## Passage provided

___

Category: Writing

  • Where Is This Going?

    “A path is only a path, and there is no affront, to oneself or to others, in dropping it if that is what your heart tells you . . . Look at every path closely and deliberately. Try it as many times as you think necessary. Then ask yourself alone, one question . . . Does this path have a heart? If it does, the path is good; if it doesn’t it is of no use.” ― Carlos Castaneda

    It’s fair to ask ourselves, “where is this going?” now and then. We already know, deep down, where things are going. The question merely raises to the surface things we bury in busy.

    If we only seek answers about the path we’re on, are we giving the path itself time to reveal itself to us? Yesterday, we considered the fact that the road doesn’t move, we do. Thus, the path is merely a path. We’re the ones who change. When we ask, “where is this going?” we’re really asking, “where am I going with this?”

    When Castaneda asks, “Does this path have a heart?”, he’s really asking, “Do I have the heart for this path?” The question is the same for all of us, whether we’re building a career, stacking words together just so in a blog or novel, hiking a seemingly infinite list of trails or sailing around the world. When we put everything of ourselves onto the path, we figure out just where we’re going. And whether it’s right for us.

  • These Roads

    These roads don’t move;
    You’re the one that moves.
    — Jay Farrar and Benjamin Gibbard, These Roads Don’t Move

    Jay Farrar framed this song around the words of Jack Kerouac back in 2009. I’d first heard it while driving around the northeast, trying to make things work in a job I’d eventually leave. The song has been a favorite ever since. Jobs come and go, songs and memories stick with us for a lifetime.

___

## Stored rows
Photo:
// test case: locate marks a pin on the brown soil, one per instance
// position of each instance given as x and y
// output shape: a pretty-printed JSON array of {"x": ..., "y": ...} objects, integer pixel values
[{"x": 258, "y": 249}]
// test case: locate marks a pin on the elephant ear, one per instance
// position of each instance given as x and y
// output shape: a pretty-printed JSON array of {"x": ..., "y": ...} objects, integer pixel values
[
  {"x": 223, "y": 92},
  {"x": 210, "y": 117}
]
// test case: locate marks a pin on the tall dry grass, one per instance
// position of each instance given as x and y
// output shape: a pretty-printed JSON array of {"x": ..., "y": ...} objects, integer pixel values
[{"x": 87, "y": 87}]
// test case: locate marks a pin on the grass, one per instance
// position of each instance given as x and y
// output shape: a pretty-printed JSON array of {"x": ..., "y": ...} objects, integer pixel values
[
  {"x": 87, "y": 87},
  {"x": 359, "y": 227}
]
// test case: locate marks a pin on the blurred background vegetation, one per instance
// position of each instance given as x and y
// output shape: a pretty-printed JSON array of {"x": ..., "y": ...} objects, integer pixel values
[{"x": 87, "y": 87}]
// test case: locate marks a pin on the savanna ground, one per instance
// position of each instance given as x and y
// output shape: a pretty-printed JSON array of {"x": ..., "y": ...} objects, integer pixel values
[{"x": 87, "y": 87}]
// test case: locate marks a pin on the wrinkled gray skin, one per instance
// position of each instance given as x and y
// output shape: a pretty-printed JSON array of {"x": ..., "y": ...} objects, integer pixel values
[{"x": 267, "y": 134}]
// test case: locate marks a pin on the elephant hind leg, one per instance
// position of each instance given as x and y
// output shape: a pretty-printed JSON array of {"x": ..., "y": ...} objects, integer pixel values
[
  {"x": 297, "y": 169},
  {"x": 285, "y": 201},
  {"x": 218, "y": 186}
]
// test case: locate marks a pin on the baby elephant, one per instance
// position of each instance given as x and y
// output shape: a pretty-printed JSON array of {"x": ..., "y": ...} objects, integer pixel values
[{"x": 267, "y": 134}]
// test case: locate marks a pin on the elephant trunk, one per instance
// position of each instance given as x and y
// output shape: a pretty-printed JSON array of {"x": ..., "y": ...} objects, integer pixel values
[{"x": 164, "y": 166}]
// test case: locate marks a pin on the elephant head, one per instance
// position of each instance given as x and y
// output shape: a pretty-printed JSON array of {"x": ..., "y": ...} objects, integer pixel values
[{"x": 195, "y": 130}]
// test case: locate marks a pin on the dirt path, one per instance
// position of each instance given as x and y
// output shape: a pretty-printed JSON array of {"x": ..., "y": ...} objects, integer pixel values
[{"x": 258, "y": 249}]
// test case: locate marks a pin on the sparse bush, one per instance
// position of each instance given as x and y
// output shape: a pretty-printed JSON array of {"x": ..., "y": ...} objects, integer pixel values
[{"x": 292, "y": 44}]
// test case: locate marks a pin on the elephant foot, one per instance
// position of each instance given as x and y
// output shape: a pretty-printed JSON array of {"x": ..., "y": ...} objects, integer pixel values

___

## Tasks for this exercise
• a. Name every person mentioned in the writing posts.
• b. From the writing posts, reproduce the text between "Jay Farrar framed" and "for a lifetime.", inclusive.

## Solution list
• a. Carlos Castaneda, Jay Farrar, Benjamin Gibbard, Jack Kerouac

• b.
Jay Farrar framed this song around the words of Jack Kerouac back in 2009. I’d first heard it while driving around the northeast, trying to make things work in a job I’d eventually leave. The song has been a favorite ever since. Jobs come and go, songs and memories stick with us for a lifetime.